◆ **RECORDED DATA**:
◆ ◆ ◆ ◆
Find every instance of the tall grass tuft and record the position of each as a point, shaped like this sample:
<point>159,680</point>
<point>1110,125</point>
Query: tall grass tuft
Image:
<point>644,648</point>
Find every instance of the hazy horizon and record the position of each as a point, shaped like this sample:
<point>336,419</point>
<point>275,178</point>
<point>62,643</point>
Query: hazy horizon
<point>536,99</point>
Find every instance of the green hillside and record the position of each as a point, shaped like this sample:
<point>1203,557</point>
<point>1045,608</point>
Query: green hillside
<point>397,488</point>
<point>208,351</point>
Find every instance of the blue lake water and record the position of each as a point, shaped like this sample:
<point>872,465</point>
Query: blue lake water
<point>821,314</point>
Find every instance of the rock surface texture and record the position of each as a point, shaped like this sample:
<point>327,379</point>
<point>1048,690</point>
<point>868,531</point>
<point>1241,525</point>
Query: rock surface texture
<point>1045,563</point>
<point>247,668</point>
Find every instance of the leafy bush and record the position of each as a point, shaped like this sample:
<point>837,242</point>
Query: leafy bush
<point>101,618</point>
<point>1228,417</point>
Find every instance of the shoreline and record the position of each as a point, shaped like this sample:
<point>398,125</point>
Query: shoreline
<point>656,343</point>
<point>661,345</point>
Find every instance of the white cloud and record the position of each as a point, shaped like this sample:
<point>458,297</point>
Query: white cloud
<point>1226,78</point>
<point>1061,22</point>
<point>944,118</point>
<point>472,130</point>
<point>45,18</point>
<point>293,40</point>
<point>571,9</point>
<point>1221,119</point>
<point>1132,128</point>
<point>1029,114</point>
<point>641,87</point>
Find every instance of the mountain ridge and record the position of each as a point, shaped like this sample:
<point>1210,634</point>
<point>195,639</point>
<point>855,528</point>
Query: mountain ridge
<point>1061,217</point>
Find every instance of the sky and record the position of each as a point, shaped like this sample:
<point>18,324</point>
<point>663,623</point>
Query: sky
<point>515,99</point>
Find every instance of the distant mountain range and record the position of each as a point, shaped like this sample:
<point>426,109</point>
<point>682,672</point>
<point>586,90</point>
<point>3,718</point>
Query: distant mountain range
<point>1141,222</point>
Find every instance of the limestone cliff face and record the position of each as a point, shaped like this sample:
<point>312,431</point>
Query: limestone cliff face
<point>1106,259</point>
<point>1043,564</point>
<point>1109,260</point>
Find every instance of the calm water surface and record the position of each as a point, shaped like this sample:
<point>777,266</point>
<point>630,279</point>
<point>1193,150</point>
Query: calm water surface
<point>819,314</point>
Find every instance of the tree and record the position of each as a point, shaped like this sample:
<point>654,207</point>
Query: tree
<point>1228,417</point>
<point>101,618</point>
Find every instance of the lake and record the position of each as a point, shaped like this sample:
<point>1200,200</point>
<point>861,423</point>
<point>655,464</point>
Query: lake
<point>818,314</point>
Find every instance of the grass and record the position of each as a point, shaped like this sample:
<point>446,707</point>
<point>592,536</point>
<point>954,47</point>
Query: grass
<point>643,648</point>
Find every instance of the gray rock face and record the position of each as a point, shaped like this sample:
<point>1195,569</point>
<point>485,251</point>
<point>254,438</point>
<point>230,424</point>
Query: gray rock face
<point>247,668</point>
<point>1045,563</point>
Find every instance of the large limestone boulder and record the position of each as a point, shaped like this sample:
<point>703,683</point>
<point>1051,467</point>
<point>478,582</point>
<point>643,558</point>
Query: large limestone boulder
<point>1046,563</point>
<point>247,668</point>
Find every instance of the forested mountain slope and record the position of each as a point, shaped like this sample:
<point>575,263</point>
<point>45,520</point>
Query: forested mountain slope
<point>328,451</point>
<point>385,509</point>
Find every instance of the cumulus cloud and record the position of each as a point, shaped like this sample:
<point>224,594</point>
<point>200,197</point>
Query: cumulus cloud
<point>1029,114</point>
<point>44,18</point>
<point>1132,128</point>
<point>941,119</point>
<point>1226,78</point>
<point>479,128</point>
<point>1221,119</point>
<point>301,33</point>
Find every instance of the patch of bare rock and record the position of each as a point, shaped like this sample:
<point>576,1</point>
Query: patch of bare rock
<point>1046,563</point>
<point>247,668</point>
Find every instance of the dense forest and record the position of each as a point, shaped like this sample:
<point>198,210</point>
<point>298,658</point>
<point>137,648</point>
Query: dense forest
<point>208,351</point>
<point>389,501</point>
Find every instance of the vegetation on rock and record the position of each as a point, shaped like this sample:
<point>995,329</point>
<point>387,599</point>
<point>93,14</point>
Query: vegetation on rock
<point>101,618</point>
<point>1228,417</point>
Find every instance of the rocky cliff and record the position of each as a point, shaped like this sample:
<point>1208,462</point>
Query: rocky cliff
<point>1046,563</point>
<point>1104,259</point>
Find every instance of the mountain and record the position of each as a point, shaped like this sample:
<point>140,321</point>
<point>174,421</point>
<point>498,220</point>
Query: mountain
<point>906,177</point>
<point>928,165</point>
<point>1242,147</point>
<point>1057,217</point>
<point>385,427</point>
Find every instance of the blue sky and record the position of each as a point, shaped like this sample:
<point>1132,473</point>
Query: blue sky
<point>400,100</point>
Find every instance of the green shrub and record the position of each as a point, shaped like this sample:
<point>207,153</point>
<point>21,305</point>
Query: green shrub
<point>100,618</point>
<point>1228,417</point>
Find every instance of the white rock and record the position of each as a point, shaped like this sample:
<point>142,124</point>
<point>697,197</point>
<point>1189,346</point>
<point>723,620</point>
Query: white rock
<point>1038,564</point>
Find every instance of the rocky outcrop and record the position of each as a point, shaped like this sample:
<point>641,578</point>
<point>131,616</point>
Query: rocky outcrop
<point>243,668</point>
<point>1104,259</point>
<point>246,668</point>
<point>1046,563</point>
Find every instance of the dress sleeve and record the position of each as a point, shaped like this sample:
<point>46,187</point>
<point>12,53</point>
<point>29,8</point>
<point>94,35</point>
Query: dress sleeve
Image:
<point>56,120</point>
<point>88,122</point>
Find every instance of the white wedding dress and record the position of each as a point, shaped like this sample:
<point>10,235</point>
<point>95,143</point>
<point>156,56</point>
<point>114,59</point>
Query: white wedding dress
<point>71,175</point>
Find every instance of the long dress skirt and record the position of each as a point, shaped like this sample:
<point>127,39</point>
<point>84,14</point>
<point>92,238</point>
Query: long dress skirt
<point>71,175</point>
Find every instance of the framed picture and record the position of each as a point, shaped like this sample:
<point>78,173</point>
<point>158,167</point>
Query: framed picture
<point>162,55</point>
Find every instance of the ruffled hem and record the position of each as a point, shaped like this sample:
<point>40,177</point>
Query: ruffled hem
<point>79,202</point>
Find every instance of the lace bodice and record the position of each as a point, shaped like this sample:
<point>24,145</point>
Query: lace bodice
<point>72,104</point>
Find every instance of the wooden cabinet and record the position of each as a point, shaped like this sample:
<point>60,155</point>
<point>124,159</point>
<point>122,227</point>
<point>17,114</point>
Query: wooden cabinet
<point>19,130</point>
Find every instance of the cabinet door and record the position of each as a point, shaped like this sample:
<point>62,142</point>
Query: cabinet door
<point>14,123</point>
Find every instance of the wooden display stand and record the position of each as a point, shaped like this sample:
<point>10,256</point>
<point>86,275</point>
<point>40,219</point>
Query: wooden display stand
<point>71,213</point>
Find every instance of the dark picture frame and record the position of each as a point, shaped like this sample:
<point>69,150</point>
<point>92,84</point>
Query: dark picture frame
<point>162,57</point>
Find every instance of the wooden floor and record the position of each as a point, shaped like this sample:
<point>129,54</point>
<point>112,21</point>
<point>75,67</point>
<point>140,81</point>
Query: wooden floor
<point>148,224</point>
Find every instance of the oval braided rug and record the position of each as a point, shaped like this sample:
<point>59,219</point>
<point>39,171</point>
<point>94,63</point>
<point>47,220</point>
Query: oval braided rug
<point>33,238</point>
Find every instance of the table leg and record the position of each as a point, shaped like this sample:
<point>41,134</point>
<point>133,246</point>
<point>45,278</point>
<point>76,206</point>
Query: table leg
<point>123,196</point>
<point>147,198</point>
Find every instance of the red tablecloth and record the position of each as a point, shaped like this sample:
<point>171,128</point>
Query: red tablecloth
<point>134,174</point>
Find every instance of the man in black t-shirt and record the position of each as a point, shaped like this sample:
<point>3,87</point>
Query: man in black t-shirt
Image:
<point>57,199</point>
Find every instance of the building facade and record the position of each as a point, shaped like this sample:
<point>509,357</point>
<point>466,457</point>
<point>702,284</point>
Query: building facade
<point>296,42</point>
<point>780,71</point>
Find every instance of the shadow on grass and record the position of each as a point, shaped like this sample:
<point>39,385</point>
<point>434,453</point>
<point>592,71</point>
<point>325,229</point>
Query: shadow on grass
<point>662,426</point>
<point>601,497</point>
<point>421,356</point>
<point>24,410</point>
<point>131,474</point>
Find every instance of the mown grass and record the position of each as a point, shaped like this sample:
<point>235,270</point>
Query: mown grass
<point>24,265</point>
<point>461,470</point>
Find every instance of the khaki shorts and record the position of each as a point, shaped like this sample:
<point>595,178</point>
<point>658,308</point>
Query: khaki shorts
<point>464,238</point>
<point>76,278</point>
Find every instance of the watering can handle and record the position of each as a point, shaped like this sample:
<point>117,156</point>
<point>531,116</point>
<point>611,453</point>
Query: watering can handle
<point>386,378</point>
◆ ◆ ◆ ◆
◆ **WHAT TO DO**: Copy out the lines in the records above without any change, beginning at the line that contains "Find every instance of the dense" and continuing through the line that contains "<point>1038,564</point>".

◆ **RESPONSE TO THE EXERCISE**:
Find every instance of the dense forest and record the position of each as a point, shaped like this sample:
<point>198,210</point>
<point>298,658</point>
<point>137,648</point>
Query: dense forest
<point>208,351</point>
<point>389,501</point>
Find every instance of the vegetation on rock and record the position of each as a point, shaped like this sample:
<point>995,329</point>
<point>387,599</point>
<point>93,14</point>
Query: vegetation on rock
<point>101,618</point>
<point>1228,417</point>
Find every instance of the rocky cliff and record the position of each as a point, shaped like this sample:
<point>1208,462</point>
Query: rocky cliff
<point>1046,563</point>
<point>1104,259</point>
Find every instance of the mountain and record the position of each as a point, shaped like this sample:
<point>140,321</point>
<point>174,421</point>
<point>498,220</point>
Query: mountain
<point>906,177</point>
<point>928,165</point>
<point>1242,147</point>
<point>1057,217</point>
<point>385,427</point>
Find every instance of the blue sky and record the position of each as a point, shaped like this sample:
<point>1132,473</point>
Query: blue sky
<point>400,100</point>
Find every instance of the green shrub and record the position of each as a point, shaped like this sample:
<point>207,153</point>
<point>21,305</point>
Query: green shrub
<point>100,618</point>
<point>1228,417</point>
Find every instance of the white rock and record the position of each as a point, shaped like this sample:
<point>142,124</point>
<point>697,197</point>
<point>1189,346</point>
<point>723,620</point>
Query: white rock
<point>1038,564</point>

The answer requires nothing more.